### WHAT TO WORK ON:
Begin with the first line of the listing and quote every line through the one containing "<point>8,645</point>"; give only those lines.

### TASK INPUTS:
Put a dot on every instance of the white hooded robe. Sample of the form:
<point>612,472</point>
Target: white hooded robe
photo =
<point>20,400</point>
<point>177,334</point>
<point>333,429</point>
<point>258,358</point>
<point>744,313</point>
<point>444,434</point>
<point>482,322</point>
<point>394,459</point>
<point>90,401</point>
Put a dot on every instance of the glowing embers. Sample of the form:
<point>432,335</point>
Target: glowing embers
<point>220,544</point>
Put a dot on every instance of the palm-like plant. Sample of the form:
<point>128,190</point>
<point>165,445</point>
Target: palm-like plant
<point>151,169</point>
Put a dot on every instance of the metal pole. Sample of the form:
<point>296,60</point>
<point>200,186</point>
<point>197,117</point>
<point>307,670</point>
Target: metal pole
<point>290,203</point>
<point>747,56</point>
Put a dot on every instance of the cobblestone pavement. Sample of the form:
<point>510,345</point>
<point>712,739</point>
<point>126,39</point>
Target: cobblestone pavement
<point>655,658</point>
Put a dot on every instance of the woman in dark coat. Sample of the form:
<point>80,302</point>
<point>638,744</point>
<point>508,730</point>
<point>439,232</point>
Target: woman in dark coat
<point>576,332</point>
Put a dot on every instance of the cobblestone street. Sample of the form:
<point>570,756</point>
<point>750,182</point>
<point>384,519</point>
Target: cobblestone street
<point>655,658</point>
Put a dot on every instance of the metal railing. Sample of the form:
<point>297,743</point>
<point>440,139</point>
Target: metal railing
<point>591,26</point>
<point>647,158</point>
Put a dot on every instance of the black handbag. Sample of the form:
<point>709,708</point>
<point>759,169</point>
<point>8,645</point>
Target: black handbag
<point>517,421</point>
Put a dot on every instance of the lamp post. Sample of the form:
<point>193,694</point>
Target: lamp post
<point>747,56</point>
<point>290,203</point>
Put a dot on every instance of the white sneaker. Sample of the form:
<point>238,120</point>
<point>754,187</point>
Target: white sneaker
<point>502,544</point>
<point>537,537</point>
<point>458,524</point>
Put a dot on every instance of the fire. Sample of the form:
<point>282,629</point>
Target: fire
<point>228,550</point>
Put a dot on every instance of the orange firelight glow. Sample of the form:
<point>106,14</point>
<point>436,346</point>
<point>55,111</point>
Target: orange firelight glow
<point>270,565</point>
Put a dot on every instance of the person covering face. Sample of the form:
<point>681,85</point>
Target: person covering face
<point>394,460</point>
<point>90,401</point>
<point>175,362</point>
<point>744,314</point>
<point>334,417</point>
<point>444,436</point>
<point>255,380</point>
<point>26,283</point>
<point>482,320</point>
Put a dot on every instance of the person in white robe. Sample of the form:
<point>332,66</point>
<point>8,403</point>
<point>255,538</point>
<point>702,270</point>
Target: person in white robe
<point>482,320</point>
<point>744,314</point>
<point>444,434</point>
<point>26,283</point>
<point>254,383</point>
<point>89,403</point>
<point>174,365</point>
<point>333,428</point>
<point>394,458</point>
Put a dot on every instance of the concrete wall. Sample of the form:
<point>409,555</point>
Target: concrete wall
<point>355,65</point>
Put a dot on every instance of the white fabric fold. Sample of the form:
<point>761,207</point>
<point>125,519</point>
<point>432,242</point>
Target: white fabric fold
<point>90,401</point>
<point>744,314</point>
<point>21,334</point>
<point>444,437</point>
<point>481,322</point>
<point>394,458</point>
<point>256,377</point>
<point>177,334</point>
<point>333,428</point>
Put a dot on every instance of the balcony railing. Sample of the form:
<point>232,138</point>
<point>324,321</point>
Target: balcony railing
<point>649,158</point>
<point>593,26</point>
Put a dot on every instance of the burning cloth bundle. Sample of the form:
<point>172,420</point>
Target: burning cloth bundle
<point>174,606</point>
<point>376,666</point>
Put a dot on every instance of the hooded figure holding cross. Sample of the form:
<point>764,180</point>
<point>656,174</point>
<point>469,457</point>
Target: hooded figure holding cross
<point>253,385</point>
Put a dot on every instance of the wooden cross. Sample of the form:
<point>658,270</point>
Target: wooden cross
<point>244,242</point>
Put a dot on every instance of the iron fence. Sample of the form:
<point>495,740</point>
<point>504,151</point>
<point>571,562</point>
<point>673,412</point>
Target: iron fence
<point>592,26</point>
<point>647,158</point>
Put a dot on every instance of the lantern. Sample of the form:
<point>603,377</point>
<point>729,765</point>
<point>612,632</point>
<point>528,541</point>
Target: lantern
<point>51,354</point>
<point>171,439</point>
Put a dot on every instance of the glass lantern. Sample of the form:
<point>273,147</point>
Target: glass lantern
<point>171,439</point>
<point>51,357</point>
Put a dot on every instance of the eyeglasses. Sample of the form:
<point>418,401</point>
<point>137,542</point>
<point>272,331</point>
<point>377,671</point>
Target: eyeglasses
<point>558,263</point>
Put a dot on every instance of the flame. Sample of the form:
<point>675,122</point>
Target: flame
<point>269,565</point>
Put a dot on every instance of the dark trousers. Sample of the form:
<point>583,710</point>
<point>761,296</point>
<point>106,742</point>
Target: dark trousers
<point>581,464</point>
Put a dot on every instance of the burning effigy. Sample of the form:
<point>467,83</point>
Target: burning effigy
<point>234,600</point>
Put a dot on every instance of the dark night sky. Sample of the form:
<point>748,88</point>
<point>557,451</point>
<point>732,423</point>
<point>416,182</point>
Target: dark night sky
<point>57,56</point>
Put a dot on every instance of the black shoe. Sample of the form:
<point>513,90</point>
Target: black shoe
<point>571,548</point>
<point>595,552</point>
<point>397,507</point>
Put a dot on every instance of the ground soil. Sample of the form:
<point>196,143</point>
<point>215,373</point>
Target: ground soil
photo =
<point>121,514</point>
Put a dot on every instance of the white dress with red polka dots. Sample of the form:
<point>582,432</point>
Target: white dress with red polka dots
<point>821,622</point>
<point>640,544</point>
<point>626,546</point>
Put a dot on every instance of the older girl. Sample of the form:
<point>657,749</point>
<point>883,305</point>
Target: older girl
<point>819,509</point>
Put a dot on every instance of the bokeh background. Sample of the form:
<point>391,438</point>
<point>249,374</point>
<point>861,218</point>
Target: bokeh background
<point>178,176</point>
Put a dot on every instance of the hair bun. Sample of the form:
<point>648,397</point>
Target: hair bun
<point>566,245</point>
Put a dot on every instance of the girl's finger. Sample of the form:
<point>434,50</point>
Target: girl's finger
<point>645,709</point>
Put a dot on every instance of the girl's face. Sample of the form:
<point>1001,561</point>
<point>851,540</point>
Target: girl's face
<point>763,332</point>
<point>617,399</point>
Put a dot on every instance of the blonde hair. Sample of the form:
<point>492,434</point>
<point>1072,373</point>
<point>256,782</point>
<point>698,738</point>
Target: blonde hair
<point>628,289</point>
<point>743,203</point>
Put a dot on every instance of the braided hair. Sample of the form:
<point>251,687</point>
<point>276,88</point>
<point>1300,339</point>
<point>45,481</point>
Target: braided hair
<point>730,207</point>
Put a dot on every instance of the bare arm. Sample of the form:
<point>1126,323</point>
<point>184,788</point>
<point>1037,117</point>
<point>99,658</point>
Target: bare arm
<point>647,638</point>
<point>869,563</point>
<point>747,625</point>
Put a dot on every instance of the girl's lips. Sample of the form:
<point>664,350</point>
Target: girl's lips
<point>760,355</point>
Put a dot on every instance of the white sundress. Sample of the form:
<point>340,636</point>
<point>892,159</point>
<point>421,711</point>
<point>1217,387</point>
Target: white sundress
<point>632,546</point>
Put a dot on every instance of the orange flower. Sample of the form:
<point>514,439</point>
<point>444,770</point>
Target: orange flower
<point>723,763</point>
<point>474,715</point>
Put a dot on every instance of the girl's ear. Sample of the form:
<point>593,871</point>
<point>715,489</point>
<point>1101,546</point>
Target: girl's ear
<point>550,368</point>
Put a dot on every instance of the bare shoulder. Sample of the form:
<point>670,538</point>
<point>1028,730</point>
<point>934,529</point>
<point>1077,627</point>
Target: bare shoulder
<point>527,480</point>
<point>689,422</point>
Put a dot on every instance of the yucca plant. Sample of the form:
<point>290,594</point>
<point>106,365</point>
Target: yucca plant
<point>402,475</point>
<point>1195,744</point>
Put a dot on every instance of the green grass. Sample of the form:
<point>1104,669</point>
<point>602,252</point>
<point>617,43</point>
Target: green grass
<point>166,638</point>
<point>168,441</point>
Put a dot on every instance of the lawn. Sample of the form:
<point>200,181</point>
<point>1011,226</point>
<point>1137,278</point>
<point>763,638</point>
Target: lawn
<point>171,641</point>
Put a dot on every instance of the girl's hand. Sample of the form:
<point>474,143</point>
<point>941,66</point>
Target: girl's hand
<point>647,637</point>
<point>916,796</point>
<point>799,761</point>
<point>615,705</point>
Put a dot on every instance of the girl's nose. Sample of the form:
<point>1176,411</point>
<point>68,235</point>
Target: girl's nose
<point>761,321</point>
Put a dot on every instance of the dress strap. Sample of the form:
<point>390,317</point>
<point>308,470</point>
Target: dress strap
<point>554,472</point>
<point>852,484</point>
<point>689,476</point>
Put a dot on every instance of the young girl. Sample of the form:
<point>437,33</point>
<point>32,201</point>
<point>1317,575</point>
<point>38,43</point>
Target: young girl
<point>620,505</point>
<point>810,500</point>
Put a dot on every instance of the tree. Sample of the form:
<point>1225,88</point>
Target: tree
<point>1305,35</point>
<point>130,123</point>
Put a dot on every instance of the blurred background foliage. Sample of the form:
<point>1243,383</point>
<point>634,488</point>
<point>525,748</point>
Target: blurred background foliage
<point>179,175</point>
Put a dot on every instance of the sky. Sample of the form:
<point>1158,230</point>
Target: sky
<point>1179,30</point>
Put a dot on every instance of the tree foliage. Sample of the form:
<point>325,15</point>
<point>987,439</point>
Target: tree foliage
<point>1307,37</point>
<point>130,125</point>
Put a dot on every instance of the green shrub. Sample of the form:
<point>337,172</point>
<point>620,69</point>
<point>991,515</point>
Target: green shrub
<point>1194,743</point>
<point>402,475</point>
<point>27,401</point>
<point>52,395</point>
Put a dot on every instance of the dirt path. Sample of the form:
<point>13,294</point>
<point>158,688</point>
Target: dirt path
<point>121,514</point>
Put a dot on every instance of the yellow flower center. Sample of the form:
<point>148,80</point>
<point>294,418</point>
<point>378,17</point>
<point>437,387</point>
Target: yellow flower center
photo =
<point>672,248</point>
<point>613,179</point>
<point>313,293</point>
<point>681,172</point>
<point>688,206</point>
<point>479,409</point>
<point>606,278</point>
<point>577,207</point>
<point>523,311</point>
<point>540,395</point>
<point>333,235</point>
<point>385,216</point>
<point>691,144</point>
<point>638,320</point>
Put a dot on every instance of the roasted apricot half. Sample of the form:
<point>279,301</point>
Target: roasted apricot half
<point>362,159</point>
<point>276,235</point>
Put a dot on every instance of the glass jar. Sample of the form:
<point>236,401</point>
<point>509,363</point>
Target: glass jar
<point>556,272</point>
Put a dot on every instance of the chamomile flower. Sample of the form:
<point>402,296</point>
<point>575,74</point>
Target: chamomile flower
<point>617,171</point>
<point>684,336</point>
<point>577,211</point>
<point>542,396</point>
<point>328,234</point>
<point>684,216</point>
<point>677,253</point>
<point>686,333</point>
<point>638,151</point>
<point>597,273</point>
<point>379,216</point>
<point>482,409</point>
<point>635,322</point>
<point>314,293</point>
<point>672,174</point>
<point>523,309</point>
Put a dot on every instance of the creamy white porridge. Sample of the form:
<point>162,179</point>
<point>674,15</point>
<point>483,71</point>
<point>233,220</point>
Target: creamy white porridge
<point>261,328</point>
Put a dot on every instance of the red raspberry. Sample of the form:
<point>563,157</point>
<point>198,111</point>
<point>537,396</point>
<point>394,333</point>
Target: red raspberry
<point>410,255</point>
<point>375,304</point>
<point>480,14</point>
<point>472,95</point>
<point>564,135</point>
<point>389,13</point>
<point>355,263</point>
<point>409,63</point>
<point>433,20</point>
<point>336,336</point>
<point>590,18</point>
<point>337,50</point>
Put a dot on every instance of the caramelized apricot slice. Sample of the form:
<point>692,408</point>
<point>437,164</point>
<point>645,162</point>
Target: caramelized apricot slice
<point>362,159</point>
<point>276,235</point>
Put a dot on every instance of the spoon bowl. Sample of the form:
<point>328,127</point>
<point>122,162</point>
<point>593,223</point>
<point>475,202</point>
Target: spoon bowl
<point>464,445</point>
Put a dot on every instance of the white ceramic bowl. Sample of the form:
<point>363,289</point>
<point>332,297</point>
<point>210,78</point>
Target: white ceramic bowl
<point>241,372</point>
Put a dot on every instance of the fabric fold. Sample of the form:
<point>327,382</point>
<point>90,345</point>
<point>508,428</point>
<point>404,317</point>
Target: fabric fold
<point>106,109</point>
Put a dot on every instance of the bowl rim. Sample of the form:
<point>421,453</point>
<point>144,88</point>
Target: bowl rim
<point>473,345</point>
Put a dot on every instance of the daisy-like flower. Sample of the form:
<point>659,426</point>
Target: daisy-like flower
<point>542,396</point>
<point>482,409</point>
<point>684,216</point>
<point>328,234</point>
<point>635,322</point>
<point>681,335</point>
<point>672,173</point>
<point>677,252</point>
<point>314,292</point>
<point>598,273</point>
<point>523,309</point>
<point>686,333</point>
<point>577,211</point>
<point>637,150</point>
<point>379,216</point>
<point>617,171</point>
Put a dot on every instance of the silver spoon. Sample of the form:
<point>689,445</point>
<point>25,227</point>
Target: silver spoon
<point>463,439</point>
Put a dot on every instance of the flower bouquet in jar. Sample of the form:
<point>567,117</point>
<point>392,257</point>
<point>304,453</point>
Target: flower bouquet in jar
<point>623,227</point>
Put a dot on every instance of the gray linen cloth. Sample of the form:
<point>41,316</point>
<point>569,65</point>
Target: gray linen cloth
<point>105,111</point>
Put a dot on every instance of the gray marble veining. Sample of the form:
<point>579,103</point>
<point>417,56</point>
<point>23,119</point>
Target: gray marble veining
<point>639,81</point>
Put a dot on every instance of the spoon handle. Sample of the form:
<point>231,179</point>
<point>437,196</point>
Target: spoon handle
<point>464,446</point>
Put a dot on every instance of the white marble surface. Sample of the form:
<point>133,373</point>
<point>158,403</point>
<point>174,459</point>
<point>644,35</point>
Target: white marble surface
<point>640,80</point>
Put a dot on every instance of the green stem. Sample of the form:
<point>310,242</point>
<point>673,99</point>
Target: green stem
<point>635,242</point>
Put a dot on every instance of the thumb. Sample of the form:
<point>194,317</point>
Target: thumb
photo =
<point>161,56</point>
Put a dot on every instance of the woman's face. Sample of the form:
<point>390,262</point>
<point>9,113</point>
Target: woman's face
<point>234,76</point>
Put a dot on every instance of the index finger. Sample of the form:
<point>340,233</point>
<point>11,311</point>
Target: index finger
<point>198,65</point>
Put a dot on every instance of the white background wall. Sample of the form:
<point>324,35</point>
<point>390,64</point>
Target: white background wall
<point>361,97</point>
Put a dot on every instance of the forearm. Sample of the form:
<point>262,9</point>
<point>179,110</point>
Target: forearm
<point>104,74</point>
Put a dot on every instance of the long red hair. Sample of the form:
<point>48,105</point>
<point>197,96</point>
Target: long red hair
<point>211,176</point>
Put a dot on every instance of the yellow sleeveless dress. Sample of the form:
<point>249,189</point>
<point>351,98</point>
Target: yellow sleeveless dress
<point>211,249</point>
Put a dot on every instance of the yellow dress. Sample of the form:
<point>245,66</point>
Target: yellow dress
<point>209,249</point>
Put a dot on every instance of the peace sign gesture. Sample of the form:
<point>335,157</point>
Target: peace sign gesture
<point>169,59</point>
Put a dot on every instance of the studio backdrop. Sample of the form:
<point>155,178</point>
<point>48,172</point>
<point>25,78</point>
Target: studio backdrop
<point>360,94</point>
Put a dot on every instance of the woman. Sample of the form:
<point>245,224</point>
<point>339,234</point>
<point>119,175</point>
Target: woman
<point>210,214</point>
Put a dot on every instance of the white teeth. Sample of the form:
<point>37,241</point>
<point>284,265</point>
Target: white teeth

### RESULT BELOW:
Put a dot on every instance of the white hooded robe. Sample of the form:
<point>612,472</point>
Target: white hooded robe
photo =
<point>20,400</point>
<point>177,334</point>
<point>333,429</point>
<point>258,358</point>
<point>744,313</point>
<point>444,434</point>
<point>482,322</point>
<point>394,459</point>
<point>90,401</point>
Put a dot on every instance of the glowing embers. Sample of the form:
<point>432,335</point>
Target: glowing embers
<point>220,544</point>
Put a dot on every instance of the palm-like plant. Sample of the form:
<point>128,190</point>
<point>165,445</point>
Target: palm-like plant
<point>151,169</point>
Put a dot on every instance of the metal pole. Sample of the form:
<point>296,60</point>
<point>200,186</point>
<point>197,117</point>
<point>307,670</point>
Target: metal pole
<point>290,203</point>
<point>747,56</point>
Put a dot on every instance of the cobblestone pavement. Sample of the form:
<point>510,345</point>
<point>712,739</point>
<point>126,39</point>
Target: cobblestone pavement
<point>655,658</point>
Put a dot on every instance of the woman in dark coat. Sample of the form:
<point>80,302</point>
<point>638,744</point>
<point>508,730</point>
<point>439,232</point>
Target: woman in dark coat
<point>576,332</point>
Put a dot on every instance of the cobblestone street. Sample of the form:
<point>570,756</point>
<point>750,182</point>
<point>384,519</point>
Target: cobblestone street
<point>655,658</point>
Put a dot on every instance of the metal railing. Sample of the form:
<point>297,743</point>
<point>440,139</point>
Target: metal railing
<point>591,26</point>
<point>647,158</point>
Put a dot on every instance of the black handbag. Sample of the form:
<point>709,708</point>
<point>759,169</point>
<point>8,645</point>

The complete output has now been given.